--- start of Selected excerpt ---

Graduate Proseminar, Autumn 2016


Course Information:

PHIL 83104

  • Professor Shields
  • Class Meetings: Th. 12.30-15.15  in O’Shaughnessy Hall 207


Prospectus

This proseminar aims to equip beginning graduate students with the basic knowledge and skills requisite for advanced study in philosophy. These include: (i) a secure familiarity with core philosophical doctrines and distinctions; and (ii) a ready ability to deploy basic, discipline-specific techniques for advanced research and writing in philosophy at a  professional level.
 
As regards (ii), graduate students need to develop a philosophical toolkit for advanced research and writing. Suitable tools will permit them: to read, summarize, and analyze professional literature swiftly and successfully; to write clearly and succinctly in seemly prose; and to enter fruitfully into philosophical dialectic, both offering and receiving constructive criticism.

--- end of Selected excerpt ---

**The request**. Replace "graduate students" with "doctoral students" in the proseminar description, starting at "This proseminar aims" and ending at "receiving constructive criticism.". The items that follow come from a separate source.

--- start of Supplied entries ---

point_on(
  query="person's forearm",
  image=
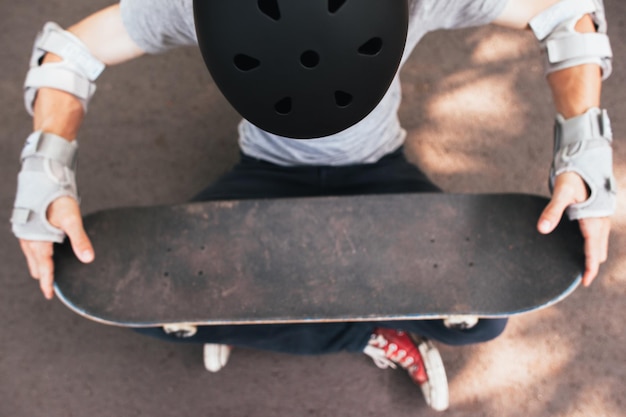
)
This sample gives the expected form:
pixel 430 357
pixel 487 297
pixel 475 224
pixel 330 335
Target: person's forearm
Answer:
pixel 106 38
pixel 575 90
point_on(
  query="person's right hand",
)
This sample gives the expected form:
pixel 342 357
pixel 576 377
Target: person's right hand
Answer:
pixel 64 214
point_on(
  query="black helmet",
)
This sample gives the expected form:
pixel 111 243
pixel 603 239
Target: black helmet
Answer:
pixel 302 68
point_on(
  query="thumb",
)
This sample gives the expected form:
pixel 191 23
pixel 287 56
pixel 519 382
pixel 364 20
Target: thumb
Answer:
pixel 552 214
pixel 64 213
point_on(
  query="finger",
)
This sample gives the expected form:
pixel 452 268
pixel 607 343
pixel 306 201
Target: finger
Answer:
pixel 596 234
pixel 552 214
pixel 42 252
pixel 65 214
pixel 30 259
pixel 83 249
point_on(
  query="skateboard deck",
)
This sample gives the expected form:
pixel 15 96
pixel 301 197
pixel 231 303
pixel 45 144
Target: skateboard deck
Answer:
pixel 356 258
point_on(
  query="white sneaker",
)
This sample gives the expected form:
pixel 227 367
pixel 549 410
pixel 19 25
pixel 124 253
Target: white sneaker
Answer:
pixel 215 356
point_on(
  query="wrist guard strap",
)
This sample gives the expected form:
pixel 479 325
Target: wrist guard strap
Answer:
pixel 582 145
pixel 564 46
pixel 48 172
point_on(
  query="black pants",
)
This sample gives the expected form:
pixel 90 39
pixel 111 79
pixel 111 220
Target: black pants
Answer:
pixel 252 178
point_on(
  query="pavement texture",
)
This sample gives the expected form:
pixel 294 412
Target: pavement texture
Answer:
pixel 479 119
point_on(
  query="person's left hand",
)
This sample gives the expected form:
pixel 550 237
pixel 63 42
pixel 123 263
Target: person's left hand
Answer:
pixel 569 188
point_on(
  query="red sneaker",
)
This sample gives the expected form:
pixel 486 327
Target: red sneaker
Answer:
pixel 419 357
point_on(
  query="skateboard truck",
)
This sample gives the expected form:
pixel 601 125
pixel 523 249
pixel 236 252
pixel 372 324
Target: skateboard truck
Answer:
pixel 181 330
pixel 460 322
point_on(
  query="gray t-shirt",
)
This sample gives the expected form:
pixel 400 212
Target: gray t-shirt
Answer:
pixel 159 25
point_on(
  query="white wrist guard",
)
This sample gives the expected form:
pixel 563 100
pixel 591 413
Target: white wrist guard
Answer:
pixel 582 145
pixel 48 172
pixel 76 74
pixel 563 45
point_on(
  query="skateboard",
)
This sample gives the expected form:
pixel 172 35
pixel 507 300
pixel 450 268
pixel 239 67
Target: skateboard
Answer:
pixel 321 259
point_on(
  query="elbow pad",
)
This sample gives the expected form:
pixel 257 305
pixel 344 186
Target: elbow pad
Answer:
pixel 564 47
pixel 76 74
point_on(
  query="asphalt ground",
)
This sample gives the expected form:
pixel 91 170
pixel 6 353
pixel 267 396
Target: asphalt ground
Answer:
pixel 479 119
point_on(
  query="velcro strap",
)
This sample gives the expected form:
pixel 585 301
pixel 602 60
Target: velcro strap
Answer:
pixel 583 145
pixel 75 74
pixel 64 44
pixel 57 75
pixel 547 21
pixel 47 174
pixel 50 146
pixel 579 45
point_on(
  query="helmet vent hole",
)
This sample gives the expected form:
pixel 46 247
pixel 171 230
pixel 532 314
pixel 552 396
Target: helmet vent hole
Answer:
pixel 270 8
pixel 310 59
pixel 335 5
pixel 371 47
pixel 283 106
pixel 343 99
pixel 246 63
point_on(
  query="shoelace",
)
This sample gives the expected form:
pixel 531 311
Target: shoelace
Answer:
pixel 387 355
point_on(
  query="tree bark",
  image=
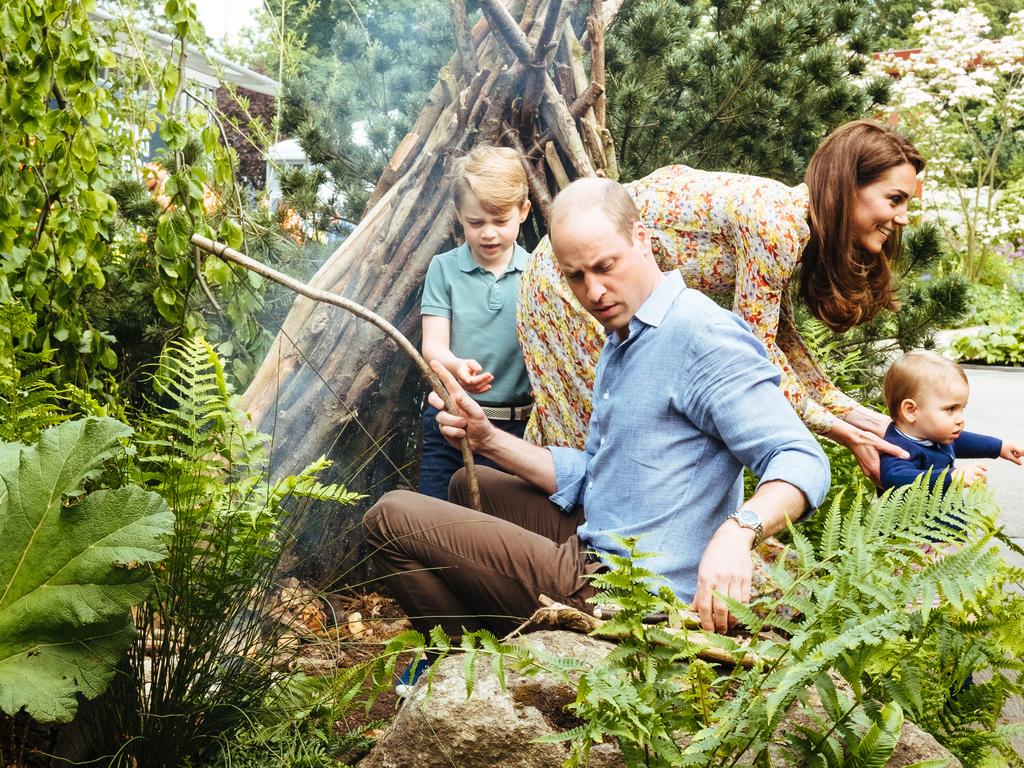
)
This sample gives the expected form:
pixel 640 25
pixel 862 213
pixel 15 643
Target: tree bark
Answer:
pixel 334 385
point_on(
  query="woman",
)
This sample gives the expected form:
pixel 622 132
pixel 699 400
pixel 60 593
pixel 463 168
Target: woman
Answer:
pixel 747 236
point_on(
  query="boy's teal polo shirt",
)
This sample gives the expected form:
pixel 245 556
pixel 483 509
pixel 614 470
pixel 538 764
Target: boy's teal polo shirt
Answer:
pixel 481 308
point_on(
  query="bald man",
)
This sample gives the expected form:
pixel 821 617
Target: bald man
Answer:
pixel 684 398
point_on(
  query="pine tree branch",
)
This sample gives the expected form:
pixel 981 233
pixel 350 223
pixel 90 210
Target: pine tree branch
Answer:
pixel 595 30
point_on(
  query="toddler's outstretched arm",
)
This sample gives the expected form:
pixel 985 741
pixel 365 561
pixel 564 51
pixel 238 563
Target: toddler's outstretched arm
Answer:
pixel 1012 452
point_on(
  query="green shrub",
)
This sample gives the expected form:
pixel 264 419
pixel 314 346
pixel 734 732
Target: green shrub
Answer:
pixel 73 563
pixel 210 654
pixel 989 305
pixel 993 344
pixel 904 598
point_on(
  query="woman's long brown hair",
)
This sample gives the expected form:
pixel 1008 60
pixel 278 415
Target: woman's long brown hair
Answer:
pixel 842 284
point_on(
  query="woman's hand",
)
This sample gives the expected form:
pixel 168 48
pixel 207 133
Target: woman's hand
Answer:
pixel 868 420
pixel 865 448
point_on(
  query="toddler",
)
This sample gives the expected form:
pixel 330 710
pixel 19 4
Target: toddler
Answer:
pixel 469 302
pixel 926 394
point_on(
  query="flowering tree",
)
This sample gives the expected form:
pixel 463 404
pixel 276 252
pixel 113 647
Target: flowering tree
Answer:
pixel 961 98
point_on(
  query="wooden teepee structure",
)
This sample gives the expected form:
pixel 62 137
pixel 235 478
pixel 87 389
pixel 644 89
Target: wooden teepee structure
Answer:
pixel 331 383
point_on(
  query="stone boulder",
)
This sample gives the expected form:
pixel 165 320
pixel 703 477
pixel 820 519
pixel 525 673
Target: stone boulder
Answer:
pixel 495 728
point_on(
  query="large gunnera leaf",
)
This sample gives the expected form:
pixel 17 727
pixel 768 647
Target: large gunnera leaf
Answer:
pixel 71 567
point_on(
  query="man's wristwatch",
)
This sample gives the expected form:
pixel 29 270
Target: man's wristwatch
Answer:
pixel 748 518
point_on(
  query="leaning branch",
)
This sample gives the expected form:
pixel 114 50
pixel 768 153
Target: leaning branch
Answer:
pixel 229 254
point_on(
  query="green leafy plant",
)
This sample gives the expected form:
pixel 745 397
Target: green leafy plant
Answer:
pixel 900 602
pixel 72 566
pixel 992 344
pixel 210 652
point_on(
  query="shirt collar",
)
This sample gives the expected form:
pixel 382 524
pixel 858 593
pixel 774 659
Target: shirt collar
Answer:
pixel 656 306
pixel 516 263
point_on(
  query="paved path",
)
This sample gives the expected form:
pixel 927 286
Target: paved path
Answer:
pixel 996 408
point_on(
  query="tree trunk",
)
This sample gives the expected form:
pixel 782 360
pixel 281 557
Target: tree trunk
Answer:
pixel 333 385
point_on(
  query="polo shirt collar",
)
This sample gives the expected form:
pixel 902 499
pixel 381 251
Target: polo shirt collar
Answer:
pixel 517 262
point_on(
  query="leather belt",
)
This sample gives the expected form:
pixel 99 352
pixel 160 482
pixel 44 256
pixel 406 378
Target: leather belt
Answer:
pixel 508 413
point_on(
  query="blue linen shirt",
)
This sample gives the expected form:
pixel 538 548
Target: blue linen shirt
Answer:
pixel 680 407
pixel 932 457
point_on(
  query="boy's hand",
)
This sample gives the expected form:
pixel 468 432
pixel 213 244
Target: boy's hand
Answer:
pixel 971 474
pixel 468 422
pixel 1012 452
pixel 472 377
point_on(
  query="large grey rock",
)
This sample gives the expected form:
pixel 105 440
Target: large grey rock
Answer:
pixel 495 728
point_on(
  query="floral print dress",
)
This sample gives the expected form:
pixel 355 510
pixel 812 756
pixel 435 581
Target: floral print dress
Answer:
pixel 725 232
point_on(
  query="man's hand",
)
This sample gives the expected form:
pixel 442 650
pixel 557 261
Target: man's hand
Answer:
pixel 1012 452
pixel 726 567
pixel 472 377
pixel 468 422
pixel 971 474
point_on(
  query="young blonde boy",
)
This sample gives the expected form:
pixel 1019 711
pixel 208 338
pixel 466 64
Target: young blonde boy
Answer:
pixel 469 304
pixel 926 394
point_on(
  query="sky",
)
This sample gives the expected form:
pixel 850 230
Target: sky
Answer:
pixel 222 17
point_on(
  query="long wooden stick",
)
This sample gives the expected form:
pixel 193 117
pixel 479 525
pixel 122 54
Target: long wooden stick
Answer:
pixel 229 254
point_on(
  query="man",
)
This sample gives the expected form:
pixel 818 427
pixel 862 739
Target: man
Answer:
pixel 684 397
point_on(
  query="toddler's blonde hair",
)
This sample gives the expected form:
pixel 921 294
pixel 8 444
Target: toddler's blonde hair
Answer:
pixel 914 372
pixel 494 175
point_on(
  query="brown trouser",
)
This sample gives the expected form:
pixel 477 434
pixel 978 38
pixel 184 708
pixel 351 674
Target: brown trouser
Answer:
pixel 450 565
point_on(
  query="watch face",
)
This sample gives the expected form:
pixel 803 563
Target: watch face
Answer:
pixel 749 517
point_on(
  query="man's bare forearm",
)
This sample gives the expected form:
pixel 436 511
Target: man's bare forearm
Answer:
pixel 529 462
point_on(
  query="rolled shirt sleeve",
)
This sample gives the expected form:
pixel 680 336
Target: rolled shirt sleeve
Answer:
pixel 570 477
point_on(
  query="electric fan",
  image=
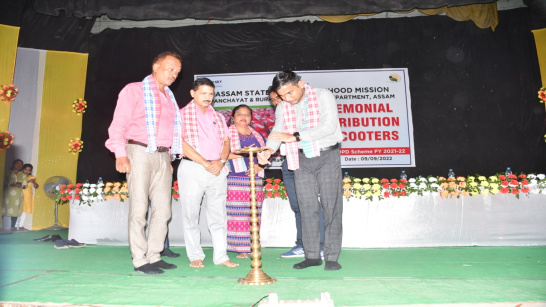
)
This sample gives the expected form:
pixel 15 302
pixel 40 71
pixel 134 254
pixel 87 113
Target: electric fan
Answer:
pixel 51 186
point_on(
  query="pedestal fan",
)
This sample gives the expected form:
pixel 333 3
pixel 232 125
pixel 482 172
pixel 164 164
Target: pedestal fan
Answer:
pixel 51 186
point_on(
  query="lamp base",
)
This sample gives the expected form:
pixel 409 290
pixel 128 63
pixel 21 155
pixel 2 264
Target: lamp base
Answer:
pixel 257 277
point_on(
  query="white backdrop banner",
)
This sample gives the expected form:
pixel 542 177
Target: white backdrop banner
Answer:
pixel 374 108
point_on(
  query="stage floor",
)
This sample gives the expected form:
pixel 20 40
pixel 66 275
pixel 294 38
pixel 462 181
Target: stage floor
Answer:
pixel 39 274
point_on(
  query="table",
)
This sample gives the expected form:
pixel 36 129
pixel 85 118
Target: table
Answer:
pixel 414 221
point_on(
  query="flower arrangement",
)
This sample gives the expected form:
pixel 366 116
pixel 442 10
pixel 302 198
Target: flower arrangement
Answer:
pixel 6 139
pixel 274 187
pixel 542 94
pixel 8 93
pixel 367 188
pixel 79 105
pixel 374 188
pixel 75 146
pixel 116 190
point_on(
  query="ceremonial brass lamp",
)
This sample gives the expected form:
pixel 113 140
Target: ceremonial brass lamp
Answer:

--- end of Supplied entries ---

**Answer**.
This proseminar aims to equip beginning doctoral students with the basic knowledge and skills requisite for advanced study in philosophy. These include: (i) a secure familiarity with core philosophical doctrines and distinctions; and (ii) a ready ability to deploy basic, discipline-specific techniques for advanced research and writing in philosophy at a  professional level.
 
As regards (ii), doctoral students need to develop a philosophical toolkit for advanced research and writing. Suitable tools will permit them: to read, summarize, and analyze professional literature swiftly and successfully; to write clearly and succinctly in seemly prose; and to enter fruitfully into philosophical dialectic, both offering and receiving constructive criticism.